Copy the records below line for line, matching every character.

Stored records
((
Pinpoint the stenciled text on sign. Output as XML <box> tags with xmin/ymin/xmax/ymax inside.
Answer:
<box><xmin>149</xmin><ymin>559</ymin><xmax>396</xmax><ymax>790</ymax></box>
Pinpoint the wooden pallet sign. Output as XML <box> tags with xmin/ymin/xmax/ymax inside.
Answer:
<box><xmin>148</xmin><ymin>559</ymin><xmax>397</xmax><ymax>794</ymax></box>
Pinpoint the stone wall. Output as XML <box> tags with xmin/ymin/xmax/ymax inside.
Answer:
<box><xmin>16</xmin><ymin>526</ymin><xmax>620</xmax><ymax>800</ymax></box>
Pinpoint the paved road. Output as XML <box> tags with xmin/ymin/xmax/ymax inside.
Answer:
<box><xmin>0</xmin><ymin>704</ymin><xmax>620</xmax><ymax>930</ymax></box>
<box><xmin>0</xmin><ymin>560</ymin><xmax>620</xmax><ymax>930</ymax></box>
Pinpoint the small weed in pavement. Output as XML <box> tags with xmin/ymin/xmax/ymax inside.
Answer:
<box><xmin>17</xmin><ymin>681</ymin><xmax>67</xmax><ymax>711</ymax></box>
))
* _EXERCISE SOLUTION_
Pinpoint the stenciled text on sign. Output as XML <box> tags with xmin/ymin/xmax/ymax inside.
Answer:
<box><xmin>149</xmin><ymin>559</ymin><xmax>396</xmax><ymax>790</ymax></box>
Pinpoint the wooden pallet sign. Output as XML <box> tags with xmin/ymin/xmax/ymax inside.
Answer:
<box><xmin>148</xmin><ymin>559</ymin><xmax>397</xmax><ymax>794</ymax></box>
Pinpoint the stone wall. Output as XML <box> tags with xmin/ymin/xmax/ymax inside.
Answer:
<box><xmin>16</xmin><ymin>526</ymin><xmax>620</xmax><ymax>800</ymax></box>
Pinpoint the paved road. Output as XML <box> tags with xmin/ymin/xmax/ymax inside.
Answer:
<box><xmin>0</xmin><ymin>704</ymin><xmax>620</xmax><ymax>930</ymax></box>
<box><xmin>0</xmin><ymin>560</ymin><xmax>620</xmax><ymax>930</ymax></box>
Pinpoint the small weed in pavement. Output as XML <box> tags with xmin/ymin/xmax/ymax inside.
Answer:
<box><xmin>17</xmin><ymin>681</ymin><xmax>67</xmax><ymax>711</ymax></box>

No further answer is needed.